Reading passage:
_ _ _ _ _ _ _

The Asset Based Area 2017

This new Think Local, Act Personal resource started as a blog post here. Thanks to the TLAP team and its Building Community Capacity network, along with inspiration from local areas such as Wigan (see the Wigan Deal link below), it has now become a how-to guide giving ten pointers towards becoming an Asset-Based Area. Here is my blog for the Dept Health social care blog on the paper:

A GP noticed that one of his older patient’s appointments were increasing, and felt that this was not for medical reasons, but due to her isolation which had worsened following a bus service closure. He linked the lady to her Local Area Coordinator (LAC).

The coordinator helped her to build more links and activities in the community to reduce her isolation and to approach a community organisation which ran a community bus service. Her increased support networks meant she felt less reliant on her GP.

They were also felt to be key to her quick return home from hospital after a heart attack.

The LAC helped link the community organisation to colleagues who gave support for a successful bid for a new community bus service.

At a time when primary care services are feeling under huge pressure, it can be hard to argue for new approaches and creative thinking. But this story shows that, with the right help and a positive mindset, someone possibly viewed as a ‘problem’ can not only find ways to help themselves, but their new connections can also lead to benefits for the whole community.

_ _ _ _ _ _ _

Material provided:

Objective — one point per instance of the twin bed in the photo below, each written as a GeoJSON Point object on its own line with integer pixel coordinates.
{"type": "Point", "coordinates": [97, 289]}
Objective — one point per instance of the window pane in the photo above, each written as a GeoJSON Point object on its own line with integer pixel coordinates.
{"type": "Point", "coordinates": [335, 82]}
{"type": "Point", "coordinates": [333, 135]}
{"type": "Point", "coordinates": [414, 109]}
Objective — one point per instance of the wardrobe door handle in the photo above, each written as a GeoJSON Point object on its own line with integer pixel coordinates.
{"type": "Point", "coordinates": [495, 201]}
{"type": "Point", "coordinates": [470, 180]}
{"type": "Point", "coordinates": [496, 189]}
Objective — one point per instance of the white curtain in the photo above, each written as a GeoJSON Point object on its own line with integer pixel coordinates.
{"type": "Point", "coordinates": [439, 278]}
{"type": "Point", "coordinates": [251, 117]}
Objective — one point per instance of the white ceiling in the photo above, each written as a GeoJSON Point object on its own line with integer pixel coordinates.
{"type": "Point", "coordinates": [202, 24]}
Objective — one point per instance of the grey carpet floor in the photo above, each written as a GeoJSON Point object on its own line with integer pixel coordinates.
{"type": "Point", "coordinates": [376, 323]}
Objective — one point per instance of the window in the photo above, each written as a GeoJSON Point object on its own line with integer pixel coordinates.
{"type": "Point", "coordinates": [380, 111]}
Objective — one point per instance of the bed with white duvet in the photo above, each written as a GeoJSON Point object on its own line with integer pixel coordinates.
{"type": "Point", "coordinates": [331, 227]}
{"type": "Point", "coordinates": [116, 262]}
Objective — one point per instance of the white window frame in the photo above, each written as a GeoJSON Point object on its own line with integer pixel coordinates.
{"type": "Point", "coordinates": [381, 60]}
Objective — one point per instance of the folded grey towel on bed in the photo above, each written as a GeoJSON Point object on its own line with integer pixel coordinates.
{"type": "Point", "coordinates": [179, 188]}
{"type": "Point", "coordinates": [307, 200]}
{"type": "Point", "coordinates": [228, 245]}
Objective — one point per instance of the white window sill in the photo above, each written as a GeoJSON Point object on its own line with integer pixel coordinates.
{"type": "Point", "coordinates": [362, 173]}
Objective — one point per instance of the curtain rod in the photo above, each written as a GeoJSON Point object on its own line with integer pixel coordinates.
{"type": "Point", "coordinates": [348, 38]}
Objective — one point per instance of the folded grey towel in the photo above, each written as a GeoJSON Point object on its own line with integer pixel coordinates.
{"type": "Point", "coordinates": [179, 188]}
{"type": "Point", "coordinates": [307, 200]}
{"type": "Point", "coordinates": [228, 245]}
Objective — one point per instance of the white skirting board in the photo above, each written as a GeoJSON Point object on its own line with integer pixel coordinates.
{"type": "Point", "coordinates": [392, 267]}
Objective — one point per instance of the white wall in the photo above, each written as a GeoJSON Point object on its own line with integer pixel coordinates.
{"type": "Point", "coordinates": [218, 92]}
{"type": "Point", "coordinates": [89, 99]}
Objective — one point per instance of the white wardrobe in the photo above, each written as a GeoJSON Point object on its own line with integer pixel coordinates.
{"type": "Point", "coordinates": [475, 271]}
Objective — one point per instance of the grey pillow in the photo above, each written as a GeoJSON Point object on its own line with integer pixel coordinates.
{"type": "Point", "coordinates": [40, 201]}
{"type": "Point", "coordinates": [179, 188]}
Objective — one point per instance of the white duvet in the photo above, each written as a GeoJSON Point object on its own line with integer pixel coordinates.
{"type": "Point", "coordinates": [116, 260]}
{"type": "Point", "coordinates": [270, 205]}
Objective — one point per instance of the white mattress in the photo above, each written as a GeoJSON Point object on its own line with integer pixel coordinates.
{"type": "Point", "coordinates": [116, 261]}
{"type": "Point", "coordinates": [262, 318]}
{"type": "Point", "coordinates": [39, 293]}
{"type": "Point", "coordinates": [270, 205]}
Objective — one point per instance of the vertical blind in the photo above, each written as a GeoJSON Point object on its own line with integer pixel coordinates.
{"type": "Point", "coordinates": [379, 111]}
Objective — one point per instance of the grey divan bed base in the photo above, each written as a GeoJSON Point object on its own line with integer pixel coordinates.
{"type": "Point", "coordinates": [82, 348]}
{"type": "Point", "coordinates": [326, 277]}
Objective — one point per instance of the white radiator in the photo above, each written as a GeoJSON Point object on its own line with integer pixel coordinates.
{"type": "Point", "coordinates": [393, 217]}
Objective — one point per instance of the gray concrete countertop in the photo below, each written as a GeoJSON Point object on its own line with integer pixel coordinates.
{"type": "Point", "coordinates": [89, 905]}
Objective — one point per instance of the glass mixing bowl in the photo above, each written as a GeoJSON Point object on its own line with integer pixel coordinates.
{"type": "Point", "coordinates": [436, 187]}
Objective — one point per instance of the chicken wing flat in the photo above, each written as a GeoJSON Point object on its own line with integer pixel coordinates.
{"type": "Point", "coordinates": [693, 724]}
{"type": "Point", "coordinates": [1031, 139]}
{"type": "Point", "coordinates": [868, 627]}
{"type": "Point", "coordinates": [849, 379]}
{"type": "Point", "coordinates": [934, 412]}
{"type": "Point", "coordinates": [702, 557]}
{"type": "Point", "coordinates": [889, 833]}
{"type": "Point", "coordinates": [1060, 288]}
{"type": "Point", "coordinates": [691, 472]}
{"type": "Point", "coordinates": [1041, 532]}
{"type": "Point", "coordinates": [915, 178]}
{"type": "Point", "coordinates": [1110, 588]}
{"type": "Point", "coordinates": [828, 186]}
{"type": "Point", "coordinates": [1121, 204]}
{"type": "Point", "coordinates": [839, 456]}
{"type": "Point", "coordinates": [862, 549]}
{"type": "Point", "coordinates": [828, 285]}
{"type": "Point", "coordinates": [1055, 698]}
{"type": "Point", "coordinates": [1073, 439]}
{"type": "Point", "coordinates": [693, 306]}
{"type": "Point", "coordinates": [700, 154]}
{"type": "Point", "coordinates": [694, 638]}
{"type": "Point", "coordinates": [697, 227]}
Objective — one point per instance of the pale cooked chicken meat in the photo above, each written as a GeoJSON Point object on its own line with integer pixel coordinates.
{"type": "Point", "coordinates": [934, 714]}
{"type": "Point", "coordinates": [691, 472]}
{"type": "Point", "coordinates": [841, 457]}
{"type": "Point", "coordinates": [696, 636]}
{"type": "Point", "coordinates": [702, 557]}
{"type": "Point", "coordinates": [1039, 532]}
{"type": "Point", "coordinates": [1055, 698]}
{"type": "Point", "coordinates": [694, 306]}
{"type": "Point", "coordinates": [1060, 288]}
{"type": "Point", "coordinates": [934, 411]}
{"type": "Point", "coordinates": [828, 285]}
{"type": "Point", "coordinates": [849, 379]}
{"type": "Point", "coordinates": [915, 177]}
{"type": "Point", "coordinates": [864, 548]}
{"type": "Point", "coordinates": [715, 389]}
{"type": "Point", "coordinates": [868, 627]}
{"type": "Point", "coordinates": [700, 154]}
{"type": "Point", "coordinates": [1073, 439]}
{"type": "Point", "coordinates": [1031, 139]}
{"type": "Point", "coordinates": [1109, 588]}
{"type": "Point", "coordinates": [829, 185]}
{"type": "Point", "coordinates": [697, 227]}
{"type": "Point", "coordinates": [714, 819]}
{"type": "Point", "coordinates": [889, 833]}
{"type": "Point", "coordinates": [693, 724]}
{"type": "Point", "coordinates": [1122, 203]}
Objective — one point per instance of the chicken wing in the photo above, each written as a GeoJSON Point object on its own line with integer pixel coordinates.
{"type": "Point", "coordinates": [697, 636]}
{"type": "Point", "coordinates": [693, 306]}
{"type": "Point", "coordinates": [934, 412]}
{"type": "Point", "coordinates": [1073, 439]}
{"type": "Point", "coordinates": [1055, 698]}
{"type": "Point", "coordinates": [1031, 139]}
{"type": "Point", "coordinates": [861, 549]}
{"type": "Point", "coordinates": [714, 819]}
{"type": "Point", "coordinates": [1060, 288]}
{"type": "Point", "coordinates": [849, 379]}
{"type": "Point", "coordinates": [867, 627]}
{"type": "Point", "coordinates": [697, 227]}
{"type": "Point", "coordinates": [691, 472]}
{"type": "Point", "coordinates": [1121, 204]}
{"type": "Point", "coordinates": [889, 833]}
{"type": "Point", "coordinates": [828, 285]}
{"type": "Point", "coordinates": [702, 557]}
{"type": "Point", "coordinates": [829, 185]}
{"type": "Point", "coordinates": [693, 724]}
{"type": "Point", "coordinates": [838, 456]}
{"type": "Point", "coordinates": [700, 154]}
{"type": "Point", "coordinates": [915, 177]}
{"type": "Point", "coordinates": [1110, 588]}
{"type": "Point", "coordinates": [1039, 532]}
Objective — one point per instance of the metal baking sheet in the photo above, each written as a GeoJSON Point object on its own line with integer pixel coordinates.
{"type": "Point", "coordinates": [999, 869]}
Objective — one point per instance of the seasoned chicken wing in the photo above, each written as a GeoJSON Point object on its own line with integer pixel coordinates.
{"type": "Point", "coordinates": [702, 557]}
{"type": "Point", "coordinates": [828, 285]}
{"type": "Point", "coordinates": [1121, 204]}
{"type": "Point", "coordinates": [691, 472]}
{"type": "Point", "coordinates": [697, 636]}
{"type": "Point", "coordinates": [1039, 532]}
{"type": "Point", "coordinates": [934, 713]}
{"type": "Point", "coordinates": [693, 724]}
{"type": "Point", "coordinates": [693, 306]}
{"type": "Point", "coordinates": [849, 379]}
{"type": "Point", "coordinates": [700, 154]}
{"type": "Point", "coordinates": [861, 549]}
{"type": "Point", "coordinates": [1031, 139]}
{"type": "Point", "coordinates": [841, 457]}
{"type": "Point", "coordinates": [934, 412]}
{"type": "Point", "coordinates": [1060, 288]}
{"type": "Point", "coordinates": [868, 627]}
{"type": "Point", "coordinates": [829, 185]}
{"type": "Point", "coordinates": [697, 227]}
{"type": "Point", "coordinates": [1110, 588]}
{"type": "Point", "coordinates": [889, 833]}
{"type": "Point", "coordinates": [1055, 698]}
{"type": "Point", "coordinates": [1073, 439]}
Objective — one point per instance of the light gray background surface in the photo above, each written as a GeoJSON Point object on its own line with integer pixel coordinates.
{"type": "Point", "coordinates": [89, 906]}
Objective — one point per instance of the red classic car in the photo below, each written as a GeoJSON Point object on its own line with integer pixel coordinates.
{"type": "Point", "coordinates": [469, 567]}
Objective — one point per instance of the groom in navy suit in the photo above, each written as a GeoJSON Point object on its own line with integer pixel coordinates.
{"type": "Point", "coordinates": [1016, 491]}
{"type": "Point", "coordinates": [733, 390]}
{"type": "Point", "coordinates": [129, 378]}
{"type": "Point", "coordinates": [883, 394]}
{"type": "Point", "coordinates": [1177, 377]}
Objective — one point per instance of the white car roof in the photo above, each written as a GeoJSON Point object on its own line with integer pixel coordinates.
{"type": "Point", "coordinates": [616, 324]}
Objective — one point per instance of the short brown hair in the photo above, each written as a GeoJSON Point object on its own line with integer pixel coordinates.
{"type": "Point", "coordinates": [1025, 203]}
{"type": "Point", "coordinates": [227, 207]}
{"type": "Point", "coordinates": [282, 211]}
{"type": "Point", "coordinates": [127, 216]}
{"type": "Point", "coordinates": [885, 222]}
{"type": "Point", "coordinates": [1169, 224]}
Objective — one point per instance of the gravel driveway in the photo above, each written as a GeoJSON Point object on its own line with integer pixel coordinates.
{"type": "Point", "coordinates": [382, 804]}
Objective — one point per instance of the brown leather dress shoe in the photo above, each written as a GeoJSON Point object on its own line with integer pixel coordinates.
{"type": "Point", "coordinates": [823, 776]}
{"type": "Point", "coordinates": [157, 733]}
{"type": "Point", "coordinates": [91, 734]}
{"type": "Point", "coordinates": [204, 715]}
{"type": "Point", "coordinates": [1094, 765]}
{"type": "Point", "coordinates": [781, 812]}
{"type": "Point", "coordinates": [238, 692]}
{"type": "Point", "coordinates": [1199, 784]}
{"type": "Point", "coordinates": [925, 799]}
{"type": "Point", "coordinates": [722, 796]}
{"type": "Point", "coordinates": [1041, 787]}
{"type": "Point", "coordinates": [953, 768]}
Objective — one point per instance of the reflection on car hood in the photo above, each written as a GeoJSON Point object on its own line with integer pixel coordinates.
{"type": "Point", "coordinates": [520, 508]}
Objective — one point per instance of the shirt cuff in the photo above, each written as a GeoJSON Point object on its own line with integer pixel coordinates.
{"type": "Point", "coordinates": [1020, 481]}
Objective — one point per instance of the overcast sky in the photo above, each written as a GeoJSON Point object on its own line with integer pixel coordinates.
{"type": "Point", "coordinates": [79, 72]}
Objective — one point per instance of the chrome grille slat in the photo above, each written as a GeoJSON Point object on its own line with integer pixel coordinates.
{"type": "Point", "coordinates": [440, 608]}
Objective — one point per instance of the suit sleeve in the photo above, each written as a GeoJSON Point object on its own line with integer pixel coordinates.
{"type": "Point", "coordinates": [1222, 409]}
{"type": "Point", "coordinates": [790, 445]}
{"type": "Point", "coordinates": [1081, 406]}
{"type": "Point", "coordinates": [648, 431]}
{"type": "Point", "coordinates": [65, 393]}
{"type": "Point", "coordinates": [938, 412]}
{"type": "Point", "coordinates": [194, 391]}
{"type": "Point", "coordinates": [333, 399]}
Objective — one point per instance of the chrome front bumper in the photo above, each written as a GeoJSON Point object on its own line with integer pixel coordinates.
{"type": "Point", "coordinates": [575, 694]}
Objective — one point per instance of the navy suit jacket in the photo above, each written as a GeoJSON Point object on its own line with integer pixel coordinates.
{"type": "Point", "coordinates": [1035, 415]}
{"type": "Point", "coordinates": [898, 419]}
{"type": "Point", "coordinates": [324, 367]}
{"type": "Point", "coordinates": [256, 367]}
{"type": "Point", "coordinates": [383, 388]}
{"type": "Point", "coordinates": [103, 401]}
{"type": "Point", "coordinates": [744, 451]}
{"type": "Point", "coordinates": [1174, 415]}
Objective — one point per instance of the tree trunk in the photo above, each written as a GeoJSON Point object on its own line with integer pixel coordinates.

_ _ _ _ _ _ _

Exercise aim:
Return, word for word, the portion of the Asset Based Area text above from "The LAC helped" up to and including "the whole community.".

Your response:
The LAC helped link the community organisation to colleagues who gave support for a successful bid for a new community bus service.

At a time when primary care services are feeling under huge pressure, it can be hard to argue for new approaches and creative thinking. But this story shows that, with the right help and a positive mindset, someone possibly viewed as a ‘problem’ can not only find ways to help themselves, but their new connections can also lead to benefits for the whole community.